* _Texte étudié_:
┄┄┄┄┄┄┄┄┄┄

Tous nos produits sont certifiés Origine France Garantie. Nous avons cependant la volonté de faire plus que déclarer une qualification française et faisons le pari de leur fournir un certificat avec un référentiel bien défini, afin de prouver, justifier et valoriser cette fabrication française, pour la rendre exempte de toute question.
Comment travaillez-vous avec vos clients ?
Nous travaillons en partenariat avec les réseaux, les distributeurs et les « gros » pisciniers. En effet, comme notre métier est de livrer des camions complets et que cela représente des volumes importants en termes de stockage, il est difficile pour les pros de stocker toute une commande.
Nos clients ont la possibilité de panacher leur commande sur l’ensemble de notre gamme de produits pour piscine avec du sel premium, l’AquaSwim Acti+, mais aussi avec nos autres sels de milieu ou entrée de gamme. Nous travaillons également en marque distributeur, principalement sur des produits d’entrée et de milieu de gamme.
Notre production est organisée sur la base de prévisions de volumes afin de disposer des stocks nécessaires pour la saison avec des volumes mensualisés en accord avec les clients.
Cette année, la Covid-19 a fortement perturbé l’activité entre le confinement, le travail à domicile pour nos équipes et les clients qui voulaient tous ouvrir leur piscine en même temps, d’où un nombre très élevé de commandes. Nous avons réussi à ne pas fermer les usines, à sécuriser nos stocks, et à continuer à fonctionner, même si cela l’a parfois été dans un mode un peu dégradé et avec des délais plus longs.

┄┄┄┄┄┄┄┄┄┄

* _Mise en pratique_:
1. Relevez, s'il vous plaît, tous les partenaires avec lesquels l'entreprise déclare travailler dans le texte sur le sel pour piscine.
2. Poursuivez le texte sur le sel pour piscine à partir de sa dernière phrase.

* _Jeu de données_:

┄┄┄┄┄┄┄┄┄┄

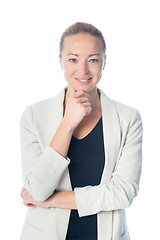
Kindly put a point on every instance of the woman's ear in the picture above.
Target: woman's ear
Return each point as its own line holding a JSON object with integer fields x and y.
{"x": 104, "y": 63}
{"x": 60, "y": 60}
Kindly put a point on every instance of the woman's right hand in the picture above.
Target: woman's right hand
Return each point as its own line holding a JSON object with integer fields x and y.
{"x": 77, "y": 107}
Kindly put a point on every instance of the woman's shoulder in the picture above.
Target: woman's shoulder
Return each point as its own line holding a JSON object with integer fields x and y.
{"x": 124, "y": 111}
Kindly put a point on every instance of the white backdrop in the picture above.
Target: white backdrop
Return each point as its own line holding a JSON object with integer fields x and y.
{"x": 30, "y": 72}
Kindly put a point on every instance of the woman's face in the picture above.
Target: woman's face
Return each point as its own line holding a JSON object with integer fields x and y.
{"x": 82, "y": 61}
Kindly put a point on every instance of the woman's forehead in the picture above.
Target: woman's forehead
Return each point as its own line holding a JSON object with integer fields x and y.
{"x": 82, "y": 42}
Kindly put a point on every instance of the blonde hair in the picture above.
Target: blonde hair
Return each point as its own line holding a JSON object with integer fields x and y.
{"x": 81, "y": 27}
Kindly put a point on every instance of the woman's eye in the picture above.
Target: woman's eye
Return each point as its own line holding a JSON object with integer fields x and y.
{"x": 93, "y": 60}
{"x": 72, "y": 60}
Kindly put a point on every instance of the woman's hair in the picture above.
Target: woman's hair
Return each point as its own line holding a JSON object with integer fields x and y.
{"x": 81, "y": 27}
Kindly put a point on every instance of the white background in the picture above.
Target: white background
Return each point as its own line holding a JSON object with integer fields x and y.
{"x": 30, "y": 72}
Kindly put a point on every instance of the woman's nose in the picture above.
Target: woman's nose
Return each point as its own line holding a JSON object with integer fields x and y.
{"x": 83, "y": 68}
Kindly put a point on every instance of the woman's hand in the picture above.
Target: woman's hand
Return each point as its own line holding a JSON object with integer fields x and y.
{"x": 30, "y": 202}
{"x": 77, "y": 107}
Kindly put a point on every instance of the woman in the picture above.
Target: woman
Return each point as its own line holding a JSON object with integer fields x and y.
{"x": 81, "y": 151}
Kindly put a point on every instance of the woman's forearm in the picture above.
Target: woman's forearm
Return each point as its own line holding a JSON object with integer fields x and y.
{"x": 64, "y": 199}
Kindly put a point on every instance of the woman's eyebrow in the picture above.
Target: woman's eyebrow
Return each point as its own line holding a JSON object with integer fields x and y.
{"x": 95, "y": 54}
{"x": 72, "y": 54}
{"x": 91, "y": 55}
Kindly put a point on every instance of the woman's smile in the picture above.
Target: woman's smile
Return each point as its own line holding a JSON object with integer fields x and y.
{"x": 83, "y": 80}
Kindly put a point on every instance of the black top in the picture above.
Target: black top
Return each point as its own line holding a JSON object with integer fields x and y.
{"x": 86, "y": 167}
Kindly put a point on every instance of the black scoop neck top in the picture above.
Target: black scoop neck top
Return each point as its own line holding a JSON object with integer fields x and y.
{"x": 86, "y": 167}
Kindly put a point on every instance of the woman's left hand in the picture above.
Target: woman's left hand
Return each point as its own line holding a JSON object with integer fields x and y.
{"x": 29, "y": 201}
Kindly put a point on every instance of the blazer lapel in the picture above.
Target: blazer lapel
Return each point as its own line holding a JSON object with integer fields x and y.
{"x": 111, "y": 134}
{"x": 55, "y": 114}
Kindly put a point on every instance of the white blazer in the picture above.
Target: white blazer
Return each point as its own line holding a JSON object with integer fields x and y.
{"x": 45, "y": 170}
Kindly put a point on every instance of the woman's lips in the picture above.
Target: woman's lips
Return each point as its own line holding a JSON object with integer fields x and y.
{"x": 83, "y": 80}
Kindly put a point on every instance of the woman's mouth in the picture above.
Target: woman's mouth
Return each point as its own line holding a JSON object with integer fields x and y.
{"x": 83, "y": 80}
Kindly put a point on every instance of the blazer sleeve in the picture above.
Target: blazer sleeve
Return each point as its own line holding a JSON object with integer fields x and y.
{"x": 124, "y": 184}
{"x": 41, "y": 170}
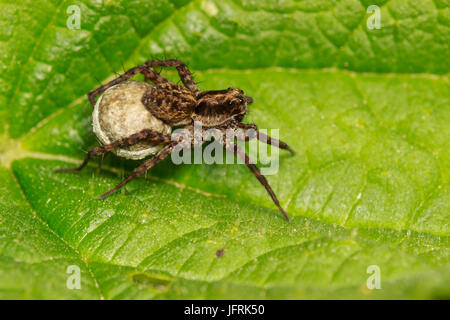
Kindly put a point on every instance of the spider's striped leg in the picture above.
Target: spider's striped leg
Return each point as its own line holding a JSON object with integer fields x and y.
{"x": 163, "y": 153}
{"x": 144, "y": 135}
{"x": 255, "y": 170}
{"x": 183, "y": 71}
{"x": 263, "y": 137}
{"x": 148, "y": 72}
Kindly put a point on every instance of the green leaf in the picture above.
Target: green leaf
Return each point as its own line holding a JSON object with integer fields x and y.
{"x": 366, "y": 110}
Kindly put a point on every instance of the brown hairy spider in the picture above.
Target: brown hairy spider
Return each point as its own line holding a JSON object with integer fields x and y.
{"x": 176, "y": 105}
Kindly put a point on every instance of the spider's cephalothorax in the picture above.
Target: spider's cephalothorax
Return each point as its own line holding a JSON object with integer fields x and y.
{"x": 134, "y": 119}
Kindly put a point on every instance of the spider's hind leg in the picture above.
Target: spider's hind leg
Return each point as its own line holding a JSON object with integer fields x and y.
{"x": 144, "y": 135}
{"x": 163, "y": 153}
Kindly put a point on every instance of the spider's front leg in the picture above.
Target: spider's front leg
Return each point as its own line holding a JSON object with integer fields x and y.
{"x": 232, "y": 147}
{"x": 144, "y": 135}
{"x": 263, "y": 137}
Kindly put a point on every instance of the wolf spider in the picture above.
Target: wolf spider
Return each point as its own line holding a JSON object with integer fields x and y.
{"x": 176, "y": 105}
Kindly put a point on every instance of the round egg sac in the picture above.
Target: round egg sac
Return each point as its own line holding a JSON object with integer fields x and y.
{"x": 120, "y": 113}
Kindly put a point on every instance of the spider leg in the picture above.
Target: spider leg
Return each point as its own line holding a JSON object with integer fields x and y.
{"x": 149, "y": 74}
{"x": 144, "y": 135}
{"x": 143, "y": 168}
{"x": 265, "y": 138}
{"x": 183, "y": 71}
{"x": 255, "y": 170}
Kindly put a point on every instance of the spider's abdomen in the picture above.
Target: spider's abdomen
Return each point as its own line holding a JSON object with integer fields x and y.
{"x": 120, "y": 113}
{"x": 170, "y": 102}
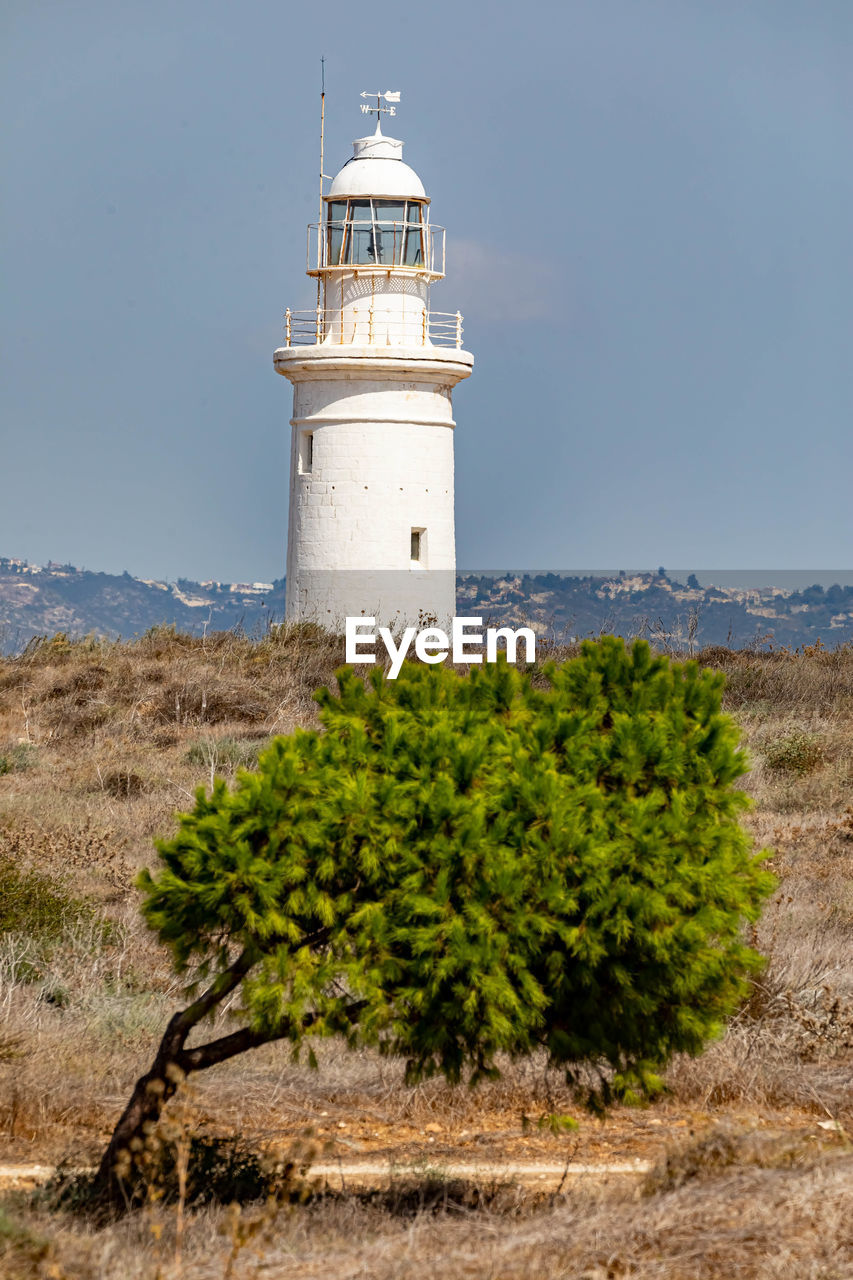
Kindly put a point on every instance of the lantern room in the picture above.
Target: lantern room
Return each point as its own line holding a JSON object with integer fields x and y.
{"x": 377, "y": 215}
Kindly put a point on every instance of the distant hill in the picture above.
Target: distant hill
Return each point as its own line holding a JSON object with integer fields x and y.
{"x": 45, "y": 599}
{"x": 652, "y": 604}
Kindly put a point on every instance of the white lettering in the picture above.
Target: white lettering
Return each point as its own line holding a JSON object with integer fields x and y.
{"x": 461, "y": 636}
{"x": 511, "y": 639}
{"x": 433, "y": 645}
{"x": 355, "y": 640}
{"x": 429, "y": 639}
{"x": 397, "y": 654}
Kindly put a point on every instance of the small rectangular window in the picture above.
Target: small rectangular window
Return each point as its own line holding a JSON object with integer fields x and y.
{"x": 306, "y": 452}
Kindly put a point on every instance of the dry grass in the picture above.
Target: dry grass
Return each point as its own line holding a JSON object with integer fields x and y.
{"x": 714, "y": 1211}
{"x": 104, "y": 741}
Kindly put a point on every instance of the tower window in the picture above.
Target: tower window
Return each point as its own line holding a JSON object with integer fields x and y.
{"x": 306, "y": 452}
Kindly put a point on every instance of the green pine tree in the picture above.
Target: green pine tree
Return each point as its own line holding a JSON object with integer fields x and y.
{"x": 459, "y": 867}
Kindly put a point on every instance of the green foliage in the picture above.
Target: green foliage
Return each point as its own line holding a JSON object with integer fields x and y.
{"x": 489, "y": 864}
{"x": 794, "y": 753}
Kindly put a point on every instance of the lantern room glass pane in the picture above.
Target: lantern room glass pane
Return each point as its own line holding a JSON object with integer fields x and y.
{"x": 414, "y": 246}
{"x": 359, "y": 247}
{"x": 336, "y": 218}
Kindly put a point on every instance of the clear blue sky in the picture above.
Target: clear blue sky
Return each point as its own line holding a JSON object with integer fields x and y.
{"x": 649, "y": 213}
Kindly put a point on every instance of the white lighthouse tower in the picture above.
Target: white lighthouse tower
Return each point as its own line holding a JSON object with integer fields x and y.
{"x": 370, "y": 526}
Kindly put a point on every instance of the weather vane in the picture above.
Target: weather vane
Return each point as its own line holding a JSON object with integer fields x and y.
{"x": 379, "y": 109}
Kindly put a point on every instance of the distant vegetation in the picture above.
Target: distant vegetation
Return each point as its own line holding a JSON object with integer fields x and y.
{"x": 40, "y": 602}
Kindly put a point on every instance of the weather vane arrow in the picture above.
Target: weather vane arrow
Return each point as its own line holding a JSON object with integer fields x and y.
{"x": 389, "y": 96}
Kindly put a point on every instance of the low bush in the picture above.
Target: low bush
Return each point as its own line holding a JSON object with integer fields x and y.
{"x": 797, "y": 752}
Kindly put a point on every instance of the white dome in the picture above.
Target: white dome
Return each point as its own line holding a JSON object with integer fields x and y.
{"x": 377, "y": 169}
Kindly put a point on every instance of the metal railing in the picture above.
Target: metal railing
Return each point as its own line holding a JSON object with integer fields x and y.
{"x": 373, "y": 327}
{"x": 416, "y": 247}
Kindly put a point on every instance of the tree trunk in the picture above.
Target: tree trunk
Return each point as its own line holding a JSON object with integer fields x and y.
{"x": 172, "y": 1064}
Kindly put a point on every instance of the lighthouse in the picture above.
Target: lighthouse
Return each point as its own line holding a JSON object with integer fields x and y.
{"x": 370, "y": 528}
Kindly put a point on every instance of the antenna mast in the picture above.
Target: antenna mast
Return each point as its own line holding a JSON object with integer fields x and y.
{"x": 319, "y": 228}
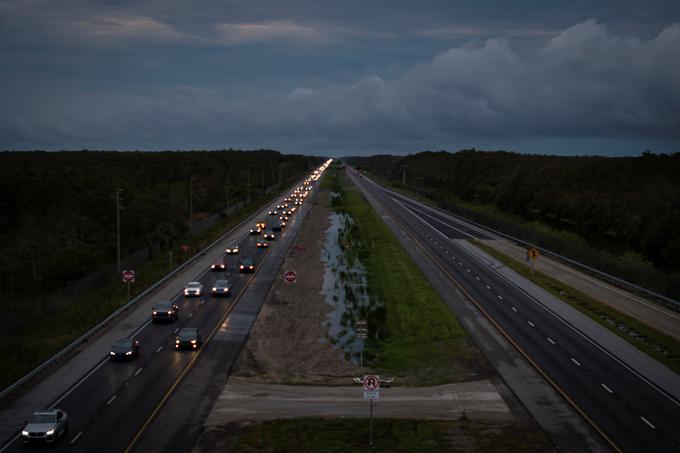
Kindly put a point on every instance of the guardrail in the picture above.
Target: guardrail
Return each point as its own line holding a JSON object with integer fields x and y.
{"x": 667, "y": 301}
{"x": 86, "y": 337}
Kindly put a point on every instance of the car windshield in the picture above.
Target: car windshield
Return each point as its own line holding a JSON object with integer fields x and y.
{"x": 43, "y": 418}
{"x": 185, "y": 335}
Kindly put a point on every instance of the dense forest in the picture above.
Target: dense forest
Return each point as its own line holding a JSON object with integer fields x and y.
{"x": 622, "y": 205}
{"x": 59, "y": 208}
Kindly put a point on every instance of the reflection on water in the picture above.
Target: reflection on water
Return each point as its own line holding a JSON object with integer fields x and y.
{"x": 344, "y": 288}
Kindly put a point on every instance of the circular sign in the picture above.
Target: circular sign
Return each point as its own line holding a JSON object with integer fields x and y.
{"x": 290, "y": 276}
{"x": 371, "y": 382}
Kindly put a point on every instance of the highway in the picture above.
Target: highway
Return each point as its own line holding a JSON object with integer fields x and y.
{"x": 111, "y": 403}
{"x": 629, "y": 412}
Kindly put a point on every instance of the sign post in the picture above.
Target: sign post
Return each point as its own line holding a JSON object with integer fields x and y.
{"x": 362, "y": 333}
{"x": 532, "y": 255}
{"x": 128, "y": 277}
{"x": 371, "y": 392}
{"x": 289, "y": 276}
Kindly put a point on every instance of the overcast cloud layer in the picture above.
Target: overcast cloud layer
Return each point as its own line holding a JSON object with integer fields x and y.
{"x": 309, "y": 79}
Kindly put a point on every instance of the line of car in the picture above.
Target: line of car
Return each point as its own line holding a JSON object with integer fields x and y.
{"x": 47, "y": 426}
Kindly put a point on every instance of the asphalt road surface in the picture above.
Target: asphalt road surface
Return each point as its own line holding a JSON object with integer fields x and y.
{"x": 110, "y": 404}
{"x": 628, "y": 411}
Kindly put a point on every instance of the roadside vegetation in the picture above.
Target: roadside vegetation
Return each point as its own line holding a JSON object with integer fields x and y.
{"x": 412, "y": 333}
{"x": 389, "y": 435}
{"x": 618, "y": 215}
{"x": 656, "y": 344}
{"x": 34, "y": 330}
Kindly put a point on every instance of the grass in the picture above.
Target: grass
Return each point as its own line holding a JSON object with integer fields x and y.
{"x": 20, "y": 355}
{"x": 658, "y": 345}
{"x": 343, "y": 435}
{"x": 421, "y": 342}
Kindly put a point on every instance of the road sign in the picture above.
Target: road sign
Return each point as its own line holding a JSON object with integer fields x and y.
{"x": 290, "y": 277}
{"x": 371, "y": 382}
{"x": 128, "y": 276}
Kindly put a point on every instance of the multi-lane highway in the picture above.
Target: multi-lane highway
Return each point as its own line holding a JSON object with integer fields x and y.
{"x": 111, "y": 403}
{"x": 629, "y": 412}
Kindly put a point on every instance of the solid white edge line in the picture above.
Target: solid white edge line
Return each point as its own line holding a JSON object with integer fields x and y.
{"x": 648, "y": 422}
{"x": 76, "y": 437}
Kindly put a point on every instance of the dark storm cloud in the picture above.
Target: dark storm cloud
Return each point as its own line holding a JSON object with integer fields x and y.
{"x": 308, "y": 77}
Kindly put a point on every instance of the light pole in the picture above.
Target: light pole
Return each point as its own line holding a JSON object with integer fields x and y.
{"x": 118, "y": 191}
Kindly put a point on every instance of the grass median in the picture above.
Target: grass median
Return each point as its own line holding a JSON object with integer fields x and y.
{"x": 389, "y": 435}
{"x": 420, "y": 341}
{"x": 658, "y": 345}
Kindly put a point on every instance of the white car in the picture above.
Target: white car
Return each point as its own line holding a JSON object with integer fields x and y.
{"x": 193, "y": 289}
{"x": 45, "y": 427}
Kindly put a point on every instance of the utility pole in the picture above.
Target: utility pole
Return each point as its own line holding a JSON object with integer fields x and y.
{"x": 248, "y": 186}
{"x": 118, "y": 191}
{"x": 191, "y": 205}
{"x": 226, "y": 185}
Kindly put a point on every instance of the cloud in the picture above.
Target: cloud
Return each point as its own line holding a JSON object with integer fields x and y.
{"x": 271, "y": 31}
{"x": 584, "y": 82}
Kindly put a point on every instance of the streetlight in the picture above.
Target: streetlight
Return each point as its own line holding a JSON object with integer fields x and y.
{"x": 118, "y": 191}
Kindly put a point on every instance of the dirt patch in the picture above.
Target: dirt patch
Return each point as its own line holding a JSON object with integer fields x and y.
{"x": 288, "y": 342}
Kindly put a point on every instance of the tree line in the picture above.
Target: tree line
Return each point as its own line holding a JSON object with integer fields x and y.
{"x": 59, "y": 208}
{"x": 624, "y": 205}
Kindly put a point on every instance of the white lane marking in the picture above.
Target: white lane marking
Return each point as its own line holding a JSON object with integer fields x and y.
{"x": 76, "y": 437}
{"x": 647, "y": 421}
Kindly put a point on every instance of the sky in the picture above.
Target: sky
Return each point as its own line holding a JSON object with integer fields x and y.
{"x": 340, "y": 78}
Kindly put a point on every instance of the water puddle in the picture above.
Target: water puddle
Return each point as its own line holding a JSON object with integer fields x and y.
{"x": 344, "y": 288}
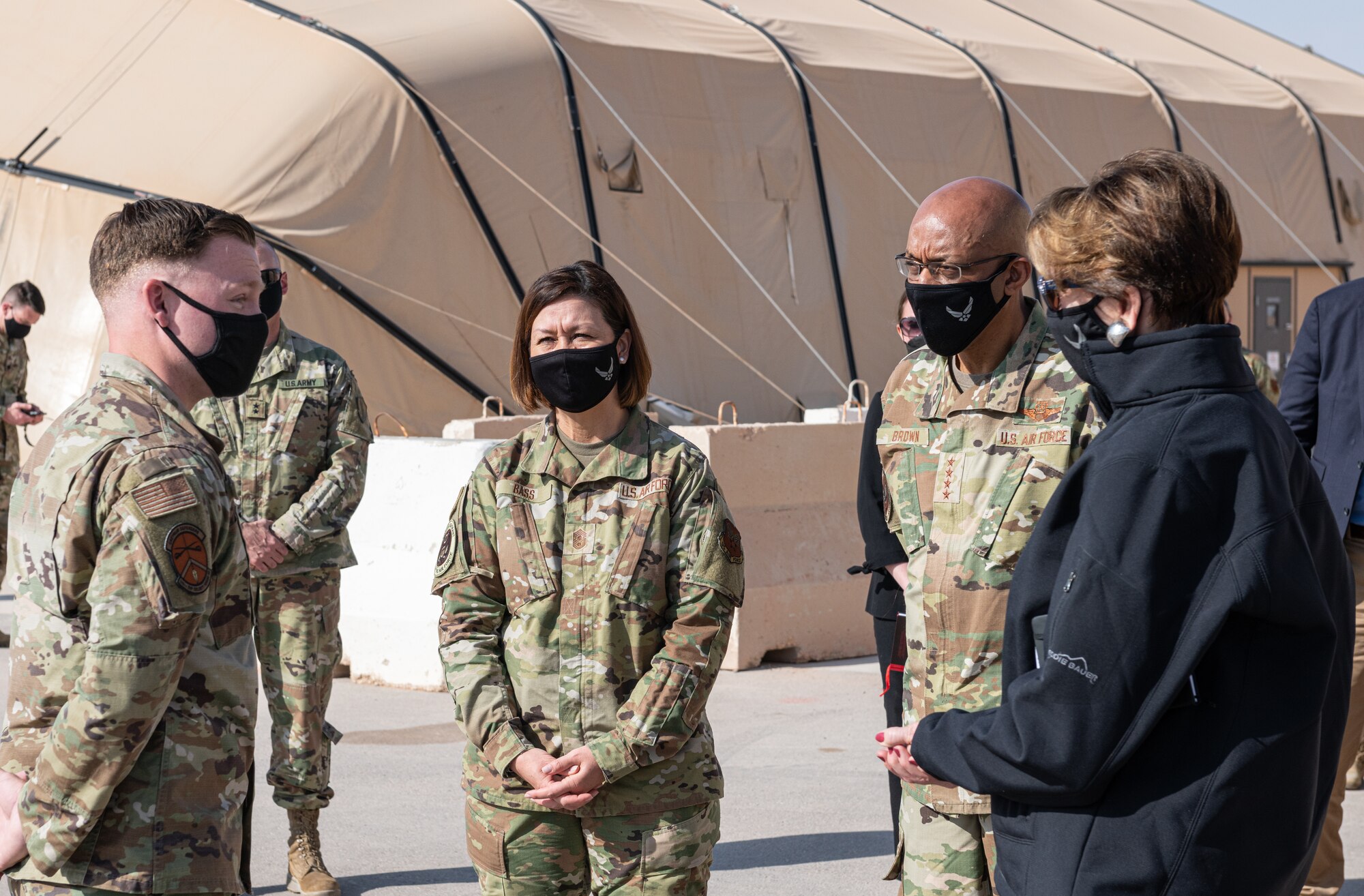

┄┄┄┄┄┄┄┄┄┄

* _Résultats par tâche_:
1. Les réseaux, les distributeurs et les « gros » pisciniers.

2.
Nous réfléchissons actuellement à de nouvelles manières de servir le client à l’avenir et trouver des solutions logistiques grâce notamment aux nouvelles technologies.
Quelles sont les perspectives d’évolution du marché ?
Deux paramètres laissent entrevoir de bonnes perspectives d’avenir pour le marché :
• L’évolution du marché de la construction de nouveaux bassins qui se développe bien, tous les ans,
• Le nombre de bassins équipés d’un électrolyseur au sel, un traitement qui équiperait, d’après notre estimation, près de la moitié des bassins. Le marché est structurellement orienté dans cette direction, ce qui nous offre des perspectives de développement intéressantes en termes de volume.
Nous sommes donc optimistes. Le sel est un produit qui, associé à un électrolyseur, est facile à utiliser pour les consommateurs et sans trop de contraintes techniques. Nos produits formulés, quant à eux, nous permettent d’apporter de la valeur ajoutée au marché face à nos concurrents.
Enfin, une vraie notion d’environnement arrive et devrait progresser dans les prochaines années. Elle va nous contraindre à agir ou réagir en fonction de ce qui nous sera demandé, notamment en termes d’emballage.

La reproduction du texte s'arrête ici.